- [Written instruction]: List every line of the items below that contains the word "flower", matching case exactly.

(Items from a labeling collection)
···
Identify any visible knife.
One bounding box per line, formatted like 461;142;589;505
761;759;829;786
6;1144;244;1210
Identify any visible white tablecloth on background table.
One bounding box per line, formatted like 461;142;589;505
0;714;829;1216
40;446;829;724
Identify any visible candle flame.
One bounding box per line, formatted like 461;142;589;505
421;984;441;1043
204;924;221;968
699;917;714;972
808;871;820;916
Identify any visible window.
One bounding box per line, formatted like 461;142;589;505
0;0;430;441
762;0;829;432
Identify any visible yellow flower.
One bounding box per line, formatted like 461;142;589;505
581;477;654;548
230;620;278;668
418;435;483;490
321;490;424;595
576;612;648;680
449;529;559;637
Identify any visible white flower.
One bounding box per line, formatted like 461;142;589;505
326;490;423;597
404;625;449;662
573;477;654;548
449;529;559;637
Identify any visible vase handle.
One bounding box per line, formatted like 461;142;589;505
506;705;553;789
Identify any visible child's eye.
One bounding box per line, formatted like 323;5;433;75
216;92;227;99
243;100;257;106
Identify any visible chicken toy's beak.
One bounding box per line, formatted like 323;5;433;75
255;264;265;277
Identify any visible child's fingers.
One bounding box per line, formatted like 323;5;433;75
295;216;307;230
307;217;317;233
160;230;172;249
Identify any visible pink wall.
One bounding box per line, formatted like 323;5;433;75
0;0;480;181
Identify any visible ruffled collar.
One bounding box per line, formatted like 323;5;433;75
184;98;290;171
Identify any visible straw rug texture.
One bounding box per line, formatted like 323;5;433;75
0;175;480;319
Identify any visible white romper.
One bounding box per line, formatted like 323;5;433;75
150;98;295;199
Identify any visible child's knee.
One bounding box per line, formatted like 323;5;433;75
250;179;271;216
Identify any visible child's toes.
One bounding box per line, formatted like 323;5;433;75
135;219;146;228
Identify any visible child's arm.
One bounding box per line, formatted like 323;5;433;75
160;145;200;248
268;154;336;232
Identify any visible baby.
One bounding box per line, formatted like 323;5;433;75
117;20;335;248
···
- [Response for this exercise]:
Identify any visible yellow flower.
Identify any visible white flower.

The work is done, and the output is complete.